%%

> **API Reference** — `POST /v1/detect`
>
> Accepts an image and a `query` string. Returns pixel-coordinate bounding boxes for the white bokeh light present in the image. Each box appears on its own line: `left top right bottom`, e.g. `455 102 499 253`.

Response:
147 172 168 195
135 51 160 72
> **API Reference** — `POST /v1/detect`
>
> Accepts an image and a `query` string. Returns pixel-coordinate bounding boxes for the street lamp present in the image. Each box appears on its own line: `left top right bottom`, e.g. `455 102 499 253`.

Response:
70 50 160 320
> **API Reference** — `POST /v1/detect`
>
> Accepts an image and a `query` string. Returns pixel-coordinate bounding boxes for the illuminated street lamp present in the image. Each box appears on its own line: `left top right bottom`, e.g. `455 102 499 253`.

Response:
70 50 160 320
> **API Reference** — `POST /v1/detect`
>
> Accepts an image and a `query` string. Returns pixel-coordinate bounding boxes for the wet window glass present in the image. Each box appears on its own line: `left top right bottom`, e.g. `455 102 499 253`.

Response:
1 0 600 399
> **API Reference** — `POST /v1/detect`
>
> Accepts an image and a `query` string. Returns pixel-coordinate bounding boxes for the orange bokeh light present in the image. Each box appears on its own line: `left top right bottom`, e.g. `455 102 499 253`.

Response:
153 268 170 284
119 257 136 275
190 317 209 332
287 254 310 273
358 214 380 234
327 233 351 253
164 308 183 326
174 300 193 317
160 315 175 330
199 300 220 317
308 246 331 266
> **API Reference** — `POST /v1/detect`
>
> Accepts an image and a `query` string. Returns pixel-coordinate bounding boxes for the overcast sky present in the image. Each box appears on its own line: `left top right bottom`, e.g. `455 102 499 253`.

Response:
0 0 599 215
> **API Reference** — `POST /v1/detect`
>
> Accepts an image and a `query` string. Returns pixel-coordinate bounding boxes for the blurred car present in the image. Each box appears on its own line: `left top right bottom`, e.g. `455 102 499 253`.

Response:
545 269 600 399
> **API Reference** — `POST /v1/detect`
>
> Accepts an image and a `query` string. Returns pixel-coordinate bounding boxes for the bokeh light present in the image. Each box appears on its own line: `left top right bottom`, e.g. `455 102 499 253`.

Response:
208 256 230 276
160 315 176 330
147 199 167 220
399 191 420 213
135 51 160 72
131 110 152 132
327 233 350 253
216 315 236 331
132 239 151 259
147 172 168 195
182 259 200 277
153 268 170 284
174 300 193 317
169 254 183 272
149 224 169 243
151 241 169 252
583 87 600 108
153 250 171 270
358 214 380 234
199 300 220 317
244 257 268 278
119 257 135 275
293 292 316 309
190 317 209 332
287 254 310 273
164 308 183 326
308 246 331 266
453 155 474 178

%%

Requirement: Each entry should be retyped exactly as given.

Written answer:
> **API Reference** — `POST /v1/detect`
>
> Accepts an image and a `query` string. Returns pixel-coordinate bounding boxes for the white bokeh light present in the image. Each box appears on its own line: `left top right bottom`, e.g. `455 102 499 253`.

Response:
147 172 168 195
135 51 160 72
> **API Reference** — `POST /v1/detect`
>
> Accepts an image and a `query` string. Returns pixel-coordinate bounding boxes for the street lamp present in the image. Each box appears on its own line: `left top right bottom`, e.g. `455 102 499 253`.

Response:
70 50 160 320
> **API Reference** — `POST /v1/detect`
>
> Accepts an image and a `query` string. Returns pixel-coordinate bounding boxes for the illuminated street lamp present in the image. Each box appears on its own line: `left top right bottom`, e.g. `455 102 499 253`.

Response:
70 50 160 320
> **API Reference** — `POST /v1/detect`
>
> Accepts an image and a `query` string. Returns pixel-coordinate bounding boxes for the wet window glass present in the image. Each box appears on its own line: `left top right bottom`, e.g. `455 102 499 253`.

Response:
1 0 600 399
> **API Reference** — `POST /v1/detect`
>
> Accepts an image and a `query` string. Returns pixel-coordinate bounding boxes for the orange bokeh light present in the image. Each box appears on its own line: `left top right bottom`, e.g. `455 102 499 253`.

Response:
153 268 170 284
119 257 136 275
190 317 209 332
287 254 310 273
358 214 380 234
327 233 351 253
164 308 183 326
174 300 193 317
160 315 175 330
199 300 220 317
308 246 331 266
> **API Reference** — `POST /v1/detect`
>
> Accepts an image and a `query` string. Returns pixel-coordinate bounding boxes for the overcast sky present in the image. Each box appears on its own line: `left top right bottom`, e.g. `455 102 499 253`.

Response:
0 0 599 215
> **API Reference** — `POST /v1/detect`
>
> Accepts an image and a `query` string. Returns pixel-coordinate bounding boxes for the blurred car present in the image. Each box appears on its own line: `left top right bottom`, e.g. `455 102 499 253`.

Response:
545 269 600 399
> **API Reference** — `POST /v1/detect`
>
> Accepts an image and a `query` string. Returns pixel-coordinate bounding boxes for the bokeh light present in the image. Each box appears on its own line: `left top right bottom`, e.g. `455 102 499 253`.

Response:
208 256 230 276
160 315 176 330
147 199 167 220
399 191 420 213
135 51 160 72
131 110 152 132
327 233 350 253
216 315 236 331
132 239 151 259
147 172 168 195
182 259 200 277
153 268 170 284
174 300 193 317
169 254 183 272
149 224 169 243
151 241 169 252
583 87 600 108
153 250 171 270
358 214 380 234
199 300 220 317
244 257 268 278
119 257 135 275
293 292 316 309
190 317 209 332
287 254 310 273
164 308 183 326
308 246 331 266
453 155 474 178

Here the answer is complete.